GIVEN EXERCISE ::
Turn the records below into a Markdown table with two columns, Row and Line. Give each nonblank line its own numbered row, and leave out blank lines and pictures.

Recorded data:

- - -

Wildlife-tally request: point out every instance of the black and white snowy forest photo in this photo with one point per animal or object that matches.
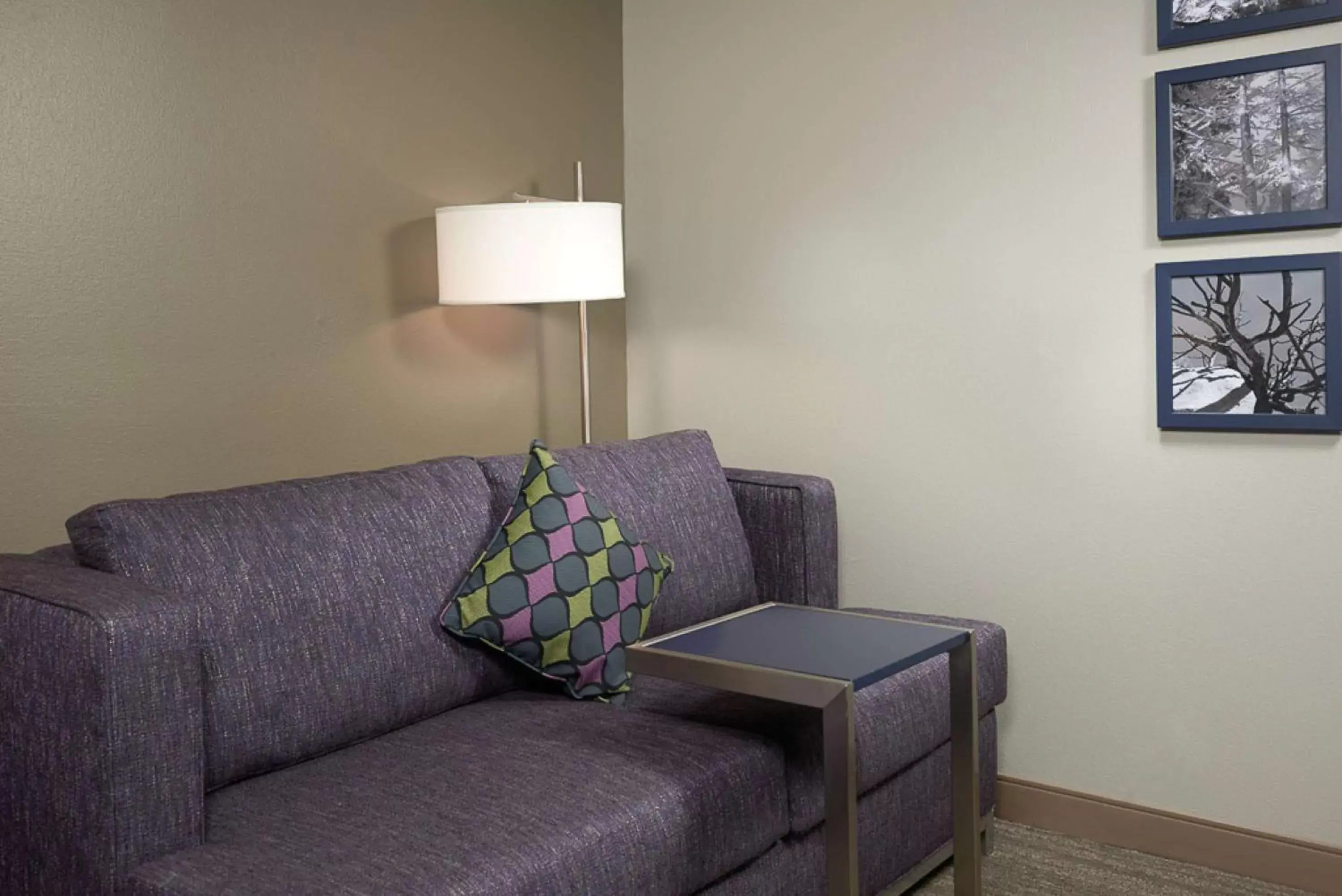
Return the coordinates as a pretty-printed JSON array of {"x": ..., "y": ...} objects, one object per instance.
[
  {"x": 1250, "y": 344},
  {"x": 1196, "y": 13},
  {"x": 1251, "y": 144}
]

- - -

FINISHED EXERCISE ::
| Row | Line |
|---|---|
| 1 | Wildlife-tally request: point out every instance of the black and white snowy forest photo in this photo with one point per animal or object that matches. |
| 2 | Return the coordinates as a pretty-printed JSON array of {"x": ..., "y": ...} objects, one object per instance. |
| 3 | [ |
| 4 |   {"x": 1250, "y": 344}, |
| 5 |   {"x": 1196, "y": 13}, |
| 6 |   {"x": 1251, "y": 144} |
| 7 | ] |